### Written task
Repeat all of the following data word for word, line by line.

Pointing and labeling data
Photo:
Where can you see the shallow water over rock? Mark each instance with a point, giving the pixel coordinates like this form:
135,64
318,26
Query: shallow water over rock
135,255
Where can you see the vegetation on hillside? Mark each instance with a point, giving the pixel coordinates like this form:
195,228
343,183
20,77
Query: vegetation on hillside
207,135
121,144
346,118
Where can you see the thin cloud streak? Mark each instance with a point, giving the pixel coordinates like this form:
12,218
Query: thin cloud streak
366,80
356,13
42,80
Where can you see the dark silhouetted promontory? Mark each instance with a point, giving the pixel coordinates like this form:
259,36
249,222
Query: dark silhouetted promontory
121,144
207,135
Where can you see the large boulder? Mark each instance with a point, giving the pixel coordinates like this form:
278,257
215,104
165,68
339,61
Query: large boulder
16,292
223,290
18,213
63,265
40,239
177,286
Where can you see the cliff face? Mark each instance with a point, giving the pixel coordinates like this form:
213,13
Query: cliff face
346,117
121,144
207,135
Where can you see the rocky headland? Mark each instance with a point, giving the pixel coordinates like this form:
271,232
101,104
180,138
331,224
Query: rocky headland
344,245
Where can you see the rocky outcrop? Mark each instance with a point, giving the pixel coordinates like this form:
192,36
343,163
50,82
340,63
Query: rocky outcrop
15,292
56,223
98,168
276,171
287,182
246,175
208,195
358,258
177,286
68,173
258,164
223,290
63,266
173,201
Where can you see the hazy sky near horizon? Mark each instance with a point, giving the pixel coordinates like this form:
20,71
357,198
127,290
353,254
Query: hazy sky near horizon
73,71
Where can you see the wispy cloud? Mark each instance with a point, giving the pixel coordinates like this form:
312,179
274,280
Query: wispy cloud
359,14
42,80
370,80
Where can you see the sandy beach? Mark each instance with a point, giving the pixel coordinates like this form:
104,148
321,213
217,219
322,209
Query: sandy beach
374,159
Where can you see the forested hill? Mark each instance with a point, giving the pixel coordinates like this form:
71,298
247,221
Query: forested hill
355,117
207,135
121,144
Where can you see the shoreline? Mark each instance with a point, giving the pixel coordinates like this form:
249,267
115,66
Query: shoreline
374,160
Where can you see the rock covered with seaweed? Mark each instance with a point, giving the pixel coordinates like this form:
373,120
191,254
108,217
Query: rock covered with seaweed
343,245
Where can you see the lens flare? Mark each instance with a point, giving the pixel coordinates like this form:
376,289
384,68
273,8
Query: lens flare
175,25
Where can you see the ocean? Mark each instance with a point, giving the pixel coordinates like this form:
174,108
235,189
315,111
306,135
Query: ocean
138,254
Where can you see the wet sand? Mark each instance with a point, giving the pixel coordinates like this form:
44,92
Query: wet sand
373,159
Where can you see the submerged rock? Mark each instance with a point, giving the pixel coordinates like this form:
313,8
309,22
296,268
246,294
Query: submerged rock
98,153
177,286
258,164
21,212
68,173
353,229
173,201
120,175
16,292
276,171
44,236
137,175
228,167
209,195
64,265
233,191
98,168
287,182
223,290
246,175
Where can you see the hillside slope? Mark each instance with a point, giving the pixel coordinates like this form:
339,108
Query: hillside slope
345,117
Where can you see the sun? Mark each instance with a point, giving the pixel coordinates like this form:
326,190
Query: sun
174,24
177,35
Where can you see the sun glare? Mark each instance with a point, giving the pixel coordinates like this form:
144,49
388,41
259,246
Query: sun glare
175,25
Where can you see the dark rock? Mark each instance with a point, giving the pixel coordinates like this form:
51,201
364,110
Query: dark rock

### Worked answer
Photo:
Where can you see the shallow water over rock? Mark each instance with a point, giving the pixel coordinates like this form:
135,64
318,26
Query: shallow water over rock
135,255
Where can you see the vegetation on hillside? Mark each instance with a point, giving the pixel coordinates like this form:
195,228
343,183
20,77
Query: vegetation on hillside
207,135
121,144
346,118
Where can you see the thin cloud streak? Mark each instance with a point, giving the pixel coordinates like this form:
12,218
Query: thin cloud streak
366,80
356,13
42,80
Where can you see the dark silhouetted promontory? Mark each instance with a point, giving the pixel coordinates like this form:
259,36
249,222
Query: dark silhouetted promontory
121,144
207,135
Where can you see the large boulder? Mark each instance with a point, giving the pixel coordinates like this form:
278,257
215,104
165,68
339,61
Query: large boulder
16,292
223,290
18,213
63,265
40,239
177,286
Where can you see the cliff face? Mark each instance with a point, giving the pixel coordinates like this form:
213,13
Query: cliff face
346,117
121,144
207,135
Where can you see the rocky headland? Mark each instance with a point, giving the pixel coordinates like this form:
271,232
101,104
180,138
331,224
Query: rocky headland
344,245
Where can you see the rocky outcrop? Mark each instance with a point, giving the pixel coordinates like this form:
192,36
343,163
50,82
340,63
Query: rocky outcrop
15,292
56,223
98,168
276,171
287,182
246,175
208,195
358,258
177,286
68,173
258,164
223,290
63,266
173,201
Where can you see the hazy sky near horizon? Mark each instance with a point, giving the pixel coordinates like this form:
20,71
357,198
127,290
353,254
Query: hazy sky near horizon
73,71
Where can you see the wispy cloud? Mark each instance with a point, giving the pixel coordinates like this form:
312,179
274,280
Query: wispy cloud
359,14
42,80
370,80
Where can you see the sandy beach? Mark each instance with a point, giving the pixel coordinates like this form:
104,148
321,213
217,219
322,209
Query: sandy beach
374,159
Where can you see the forested hill? Mark each instance with a point, giving the pixel coordinates like this form:
71,298
247,221
Query: forested hill
355,117
207,135
121,144
Where can you see the shoreline? Mark each instance with a point, giving the pixel coordinates like this form:
249,267
115,66
Query: shoreline
374,160
Where can you see the rock covered with seaweed? Mark each instance with a point, giving the pixel coordinates like this form:
373,120
191,254
108,217
Query: rock covered with seaweed
343,245
Where can you see the lens flare? Mark each instance with a point, giving the pixel coordinates like this form:
376,289
384,68
273,8
Query: lens flare
175,25
Where can you see the ocean? Mark each instance with a point, giving the pixel coordinates like this form:
174,108
235,189
315,111
306,135
Query: ocean
138,254
Where can you see the wet sand? Mark each instance with a point, giving the pixel coordinates like this form:
44,92
Query: wet sand
373,159
Where can you see the submerged rock? Mark each instance with a point, giving the pixel coordinates like this form:
313,8
309,22
296,268
246,294
Query: submerged rock
98,153
177,286
258,164
21,212
68,173
353,229
173,201
120,175
16,292
276,171
44,236
137,175
228,167
209,195
64,265
233,191
98,168
287,182
223,290
246,175
Where can you see the hillside slope? Mark each instance with a point, giving the pixel coordinates like this form:
339,108
Query: hillside slope
345,117
Where can you see the sun? Mark each instance with a point, giving the pixel coordinates like this form:
326,190
Query: sun
174,24
177,35
Where can you see the sun glare? Mark each instance with a point, giving the pixel coordinates like this form:
144,49
388,41
259,246
Query: sun glare
175,25
Where can you see the dark rock? Mark each instance with a point, giving the pixel coordinates like this form:
51,201
364,110
Query: dark rock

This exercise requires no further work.